### Entries provided

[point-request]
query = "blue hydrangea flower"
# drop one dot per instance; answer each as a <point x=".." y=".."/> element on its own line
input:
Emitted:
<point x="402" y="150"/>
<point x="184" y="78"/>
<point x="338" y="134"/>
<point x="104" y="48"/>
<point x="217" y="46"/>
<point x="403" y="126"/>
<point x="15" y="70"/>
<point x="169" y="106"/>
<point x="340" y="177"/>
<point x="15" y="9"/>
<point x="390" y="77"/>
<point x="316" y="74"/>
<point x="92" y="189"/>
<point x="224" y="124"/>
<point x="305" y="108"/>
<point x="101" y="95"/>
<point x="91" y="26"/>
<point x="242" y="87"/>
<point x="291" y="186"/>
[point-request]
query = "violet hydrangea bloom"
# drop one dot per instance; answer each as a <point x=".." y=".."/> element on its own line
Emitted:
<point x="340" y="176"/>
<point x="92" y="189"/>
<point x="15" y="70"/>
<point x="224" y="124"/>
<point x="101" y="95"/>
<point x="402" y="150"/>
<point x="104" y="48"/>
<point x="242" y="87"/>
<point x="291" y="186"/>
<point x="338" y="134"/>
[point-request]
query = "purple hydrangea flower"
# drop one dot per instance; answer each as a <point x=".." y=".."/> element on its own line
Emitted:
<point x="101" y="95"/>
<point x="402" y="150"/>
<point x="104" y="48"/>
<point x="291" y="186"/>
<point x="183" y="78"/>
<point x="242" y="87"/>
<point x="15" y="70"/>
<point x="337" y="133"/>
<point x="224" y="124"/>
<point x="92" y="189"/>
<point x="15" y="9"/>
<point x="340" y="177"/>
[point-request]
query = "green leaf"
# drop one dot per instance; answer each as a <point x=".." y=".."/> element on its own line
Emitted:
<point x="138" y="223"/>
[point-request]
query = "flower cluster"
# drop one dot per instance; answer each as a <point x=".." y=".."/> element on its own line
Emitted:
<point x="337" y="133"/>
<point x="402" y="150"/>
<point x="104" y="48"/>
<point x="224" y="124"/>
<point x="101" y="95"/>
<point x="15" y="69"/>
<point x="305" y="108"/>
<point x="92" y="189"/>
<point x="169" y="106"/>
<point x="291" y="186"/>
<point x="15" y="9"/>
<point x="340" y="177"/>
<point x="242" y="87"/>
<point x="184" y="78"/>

...

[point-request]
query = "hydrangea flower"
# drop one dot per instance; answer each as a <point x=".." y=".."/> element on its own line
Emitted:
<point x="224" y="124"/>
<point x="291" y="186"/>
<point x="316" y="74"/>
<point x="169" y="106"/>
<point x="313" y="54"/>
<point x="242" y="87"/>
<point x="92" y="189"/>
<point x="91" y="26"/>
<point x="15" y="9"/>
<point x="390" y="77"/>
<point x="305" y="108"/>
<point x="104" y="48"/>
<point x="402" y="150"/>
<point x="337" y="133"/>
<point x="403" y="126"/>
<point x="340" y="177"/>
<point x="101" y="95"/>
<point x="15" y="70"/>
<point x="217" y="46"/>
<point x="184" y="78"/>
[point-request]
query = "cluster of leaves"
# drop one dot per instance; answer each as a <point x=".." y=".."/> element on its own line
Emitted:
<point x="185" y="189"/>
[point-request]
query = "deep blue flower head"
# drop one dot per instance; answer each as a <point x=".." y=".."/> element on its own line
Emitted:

==

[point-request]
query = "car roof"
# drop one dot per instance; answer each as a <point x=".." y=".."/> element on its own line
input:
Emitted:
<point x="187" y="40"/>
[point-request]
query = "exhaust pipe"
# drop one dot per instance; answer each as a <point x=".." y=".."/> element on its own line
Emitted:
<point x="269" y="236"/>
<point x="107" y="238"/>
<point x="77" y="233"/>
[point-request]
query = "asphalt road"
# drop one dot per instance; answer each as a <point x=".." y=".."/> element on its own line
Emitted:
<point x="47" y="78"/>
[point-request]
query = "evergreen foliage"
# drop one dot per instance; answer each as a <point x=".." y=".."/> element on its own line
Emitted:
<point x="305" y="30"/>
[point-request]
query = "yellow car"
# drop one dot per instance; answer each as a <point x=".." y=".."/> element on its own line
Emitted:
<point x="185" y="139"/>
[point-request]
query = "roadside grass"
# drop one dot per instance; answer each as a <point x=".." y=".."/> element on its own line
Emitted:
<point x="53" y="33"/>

### Problem statement
Report each line in the data that holds the word "flower".

### Output for this task
query = "blue hydrangea flower"
query = "purple hydrangea flower"
query = "flower cluster"
query = "hydrangea flower"
query = "deep blue flower head"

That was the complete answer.